===== Supplied passage =====

The nursing profession is facing a crisis. While overall healthcare employee retention is a serious issue, the problem is critical in the nursing profession. It’s causing shortages throughout all healthcare settings, not just in hospitals. The scope of the problem is daunting: The U.S. Bureau of Labor Statistics (BLS) states that nearly 195,000 registered nurse positions are open each year.

Several factors are at the root of the nurse shortage and nurse staffing crisis.

Healthcare Employee Retention and High Turnover of New Nurses

Between 33.5% and 57% of new nurses leave the profession within the first three years, according to nursing expert Anne Dabrow Woods. These figures are from before the pandemic. Nurses may not receive adequate orientation at the start of their career, contributing to their decision to leave.

Shortage of Nursing School Faculty

According to the American Association of Colleges of Nursing (AACN), even though enrollment increased by 5% in 2019, U.S. nursing schools turned down more than 80,400 applicants that year due to a lack of faculty and other resources. If the education pipeline can’t train enough nurses, that puts pressure on the profession.

===== Material provided =====

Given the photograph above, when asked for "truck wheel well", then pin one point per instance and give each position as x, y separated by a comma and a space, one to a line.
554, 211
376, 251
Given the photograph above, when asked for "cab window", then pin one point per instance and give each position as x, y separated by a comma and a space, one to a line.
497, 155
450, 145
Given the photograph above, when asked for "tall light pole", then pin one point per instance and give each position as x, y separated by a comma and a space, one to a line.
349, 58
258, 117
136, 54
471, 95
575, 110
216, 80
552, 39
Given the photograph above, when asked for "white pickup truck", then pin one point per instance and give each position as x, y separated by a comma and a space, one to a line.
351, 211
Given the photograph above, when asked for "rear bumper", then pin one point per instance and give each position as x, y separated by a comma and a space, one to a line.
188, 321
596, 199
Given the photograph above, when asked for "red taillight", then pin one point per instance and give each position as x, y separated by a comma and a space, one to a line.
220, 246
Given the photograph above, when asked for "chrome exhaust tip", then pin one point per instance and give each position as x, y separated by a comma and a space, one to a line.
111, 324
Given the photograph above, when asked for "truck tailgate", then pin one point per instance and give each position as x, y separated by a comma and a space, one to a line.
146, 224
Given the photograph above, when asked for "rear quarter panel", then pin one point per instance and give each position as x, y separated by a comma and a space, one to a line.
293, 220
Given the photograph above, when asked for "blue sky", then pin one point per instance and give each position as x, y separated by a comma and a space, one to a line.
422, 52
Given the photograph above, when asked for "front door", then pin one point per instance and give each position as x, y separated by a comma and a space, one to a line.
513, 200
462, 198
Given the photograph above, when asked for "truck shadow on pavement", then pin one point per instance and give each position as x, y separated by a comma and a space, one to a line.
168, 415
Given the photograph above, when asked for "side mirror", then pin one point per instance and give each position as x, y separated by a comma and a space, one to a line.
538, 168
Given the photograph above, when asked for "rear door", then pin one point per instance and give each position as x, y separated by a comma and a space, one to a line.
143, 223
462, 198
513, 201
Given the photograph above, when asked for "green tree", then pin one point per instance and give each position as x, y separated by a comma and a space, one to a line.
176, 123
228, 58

=====

Activity: List every percentage given in the nursing shortage passage.

Solution below: 33.5%, 57%, 5%